### Source document
Record data warehouse growth

Oracle co-founder and CEO Larry Ellison likes to make a lot of noise about his Oracle's Exadata data warehousing and online transaction processing appliances, among many other things. Mike Koehler, president and chief executive officer at Teradata, is not as brash as Ellison - who is? - but he also said in a call with Wall Street analysts today going over his company's Q4 results that there has been "no pressure" from Oracle's Exadata appliances on Teradata.

Teradata's chief financial officer, Steve Scheppmann, added in the call that IBM's acquisition of Netezza has not hampered Teradata, either.

In the fourth quarter ended in December, Teradata reported hardware and software product sales of $267m, up 12 per cent. Consulting services sales in the quarter were up 11 per cent, to $156m, while maintenance services rose 7 per cent, to $125m. Total revenues were up 10 per cent, to $548m, but income taxes at the company were up sharply along with increase sales, research, and development costs, putting some pressure on Teradata's profits. The data warehousing specialist, which was spun out of NCR four years ago, brought only $85m to the bottom line, an increase of only 1.2 per cent compared to the year ago period.

[Data records]
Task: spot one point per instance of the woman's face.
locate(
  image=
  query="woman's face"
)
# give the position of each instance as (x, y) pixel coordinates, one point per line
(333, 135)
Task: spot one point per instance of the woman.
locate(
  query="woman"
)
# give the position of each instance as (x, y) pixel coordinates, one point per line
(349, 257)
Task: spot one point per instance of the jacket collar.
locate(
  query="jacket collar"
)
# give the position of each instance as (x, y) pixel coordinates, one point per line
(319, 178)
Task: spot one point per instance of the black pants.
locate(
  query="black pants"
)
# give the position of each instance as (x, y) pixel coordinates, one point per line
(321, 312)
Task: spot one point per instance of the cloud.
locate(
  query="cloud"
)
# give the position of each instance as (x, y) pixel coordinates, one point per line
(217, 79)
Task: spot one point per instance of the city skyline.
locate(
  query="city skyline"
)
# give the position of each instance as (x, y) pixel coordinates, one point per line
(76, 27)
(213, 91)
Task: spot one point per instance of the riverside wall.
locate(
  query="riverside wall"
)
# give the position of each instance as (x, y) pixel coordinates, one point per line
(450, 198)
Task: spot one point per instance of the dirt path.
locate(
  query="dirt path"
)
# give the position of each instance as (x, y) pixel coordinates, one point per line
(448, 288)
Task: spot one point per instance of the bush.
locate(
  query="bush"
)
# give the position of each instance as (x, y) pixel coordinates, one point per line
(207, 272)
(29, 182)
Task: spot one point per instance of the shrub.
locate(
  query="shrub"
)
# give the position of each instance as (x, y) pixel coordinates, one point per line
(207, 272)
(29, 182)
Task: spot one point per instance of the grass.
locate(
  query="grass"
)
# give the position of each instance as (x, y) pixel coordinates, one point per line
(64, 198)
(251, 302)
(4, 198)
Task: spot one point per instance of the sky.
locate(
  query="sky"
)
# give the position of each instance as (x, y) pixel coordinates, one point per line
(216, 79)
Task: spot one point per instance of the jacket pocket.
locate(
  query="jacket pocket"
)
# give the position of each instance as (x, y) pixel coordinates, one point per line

### Task list
1 - According to the article on Teradata's results, what were the company's total revenues in the fourth quarter?
2 - Render the records, from the line with "Task: spot one point per instance of the city" up to and including the last line of the records, as a JSON list of strings with one string per line and blank lines omitted.

### Solutions in order
1 - $548m, up 10 per cent.

2 -
[
  "Task: spot one point per instance of the city skyline.",
  "locate(",
  "  query=\"city skyline\"",
  ")",
  "# give the position of each instance as (x, y) pixel coordinates, one point per line",
  "(76, 27)",
  "(213, 91)",
  "Task: spot one point per instance of the riverside wall.",
  "locate(",
  "  query=\"riverside wall\"",
  ")",
  "# give the position of each instance as (x, y) pixel coordinates, one point per line",
  "(450, 198)",
  "Task: spot one point per instance of the dirt path.",
  "locate(",
  "  query=\"dirt path\"",
  ")",
  "# give the position of each instance as (x, y) pixel coordinates, one point per line",
  "(448, 288)",
  "Task: spot one point per instance of the bush.",
  "locate(",
  "  query=\"bush\"",
  ")",
  "# give the position of each instance as (x, y) pixel coordinates, one point per line",
  "(207, 272)",
  "(29, 182)",
  "Task: spot one point per instance of the shrub.",
  "locate(",
  "  query=\"shrub\"",
  ")",
  "# give the position of each instance as (x, y) pixel coordinates, one point per line",
  "(207, 272)",
  "(29, 182)",
  "Task: spot one point per instance of the grass.",
  "locate(",
  "  query=\"grass\"",
  ")",
  "# give the position of each instance as (x, y) pixel coordinates, one point per line",
  "(64, 198)",
  "(251, 302)",
  "(4, 198)",
  "Task: spot one point per instance of the sky.",
  "locate(",
  "  query=\"sky\"",
  ")",
  "# give the position of each instance as (x, y) pixel coordinates, one point per line",
  "(216, 79)",
  "Task: spot one point per instance of the jacket pocket.",
  "locate(",
  "  query=\"jacket pocket\"",
  ")",
  "# give the position of each instance as (x, y) pixel coordinates, one point per line"
]